TASKS FOR THIS EXERCISE:
• 1. In the enforcement discussion transcript, which law does Dave Dalton say changed the CFTC's role in insider trading enforcement?
• 2. Extend the enforcement discussion transcript, carrying on from its final sentence.

EXCERPT PROVIDED:
-- START --

It could be on day 46. It could be never. So David, take your pick. It could be anywhere in between.

Dave Dalton:

Gambling's a sin. I'm not going to put any money on this one, Joan.

Joan McKown:

Okay.

Dave Dalton:

I'll just be watching and I'll see when this ultimately happens, if it does, but great summary there. Thanks so much. All right, we're going to move over to Josh Sterling, who's been suspiciously quiet, but we are moving over to an area where I know Josh is going to have a lot of great information for us. We're still talking about enforcement, but Josh, historically, the CFTC didn't always play a high profile role in enforcement on insider trading matters, but that changed with Dodd-Frank, didn't it?

Josh Sterling:

Yes. Dave, thank you very much. And I have to say, I'm glad I was on mute for the last 20 minutes or so, because I kept finding myself saying, aha, and I see. So it's been a pleasure to listen to Joan and Brian talk about the security sides of things.

-- END --

INFORMATION SHOWN:

-- START --

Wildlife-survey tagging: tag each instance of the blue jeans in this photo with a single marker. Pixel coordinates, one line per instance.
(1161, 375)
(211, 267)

-- END --

ANSWERS IN ORDER:
• 1. Dodd-Frank

• 2.
You're absolutely right there, Dave, that this CFTC really hadn't had much to say in the area of insider trading. Dodd-Frank was a change for that. Dodd-Frank conferred powers to the CFTC and the CFTC ultimately adopted some anti-fraud rules that very much resemble the security's law rule under which insider trading cases are brought and that's Rule 10b5. And the CFTC rules, in particular Rule 180.1, you get to anti-fraud issues and considerations using very much the same language that the security's laws do.

So it follows that if you're going to have the ability to, and do bring cases for insider trading as a type of fraud or wrongdoing under 10b5 in securities land, you could do that under rule 180.1, let's say, in CFTC land. And so there have been cases on insider trading since Dodd-Frank and they continued through last year, not only on the misappropriation, the stealing of information, idea when you're under a duty not to disclose, and then the tipping theory of liability as well.

So you had a duty and you gave that information to someone else who traded. And that's been a little bit more rare. I guess the last thing I'll say by way of introduction is when you go through and look at a number of the CFTC cases on insider trading, you're going to find in there some other form of wrongdoing, which is to say some sort of fraud or a manipulation of a market, misleading investors, trading against them without disclosing it. And so you have all this conduct, it was already unlawful or alleged to be unlawful under the Commodity Exchange Act, but now you're getting to the way information is shared in a market.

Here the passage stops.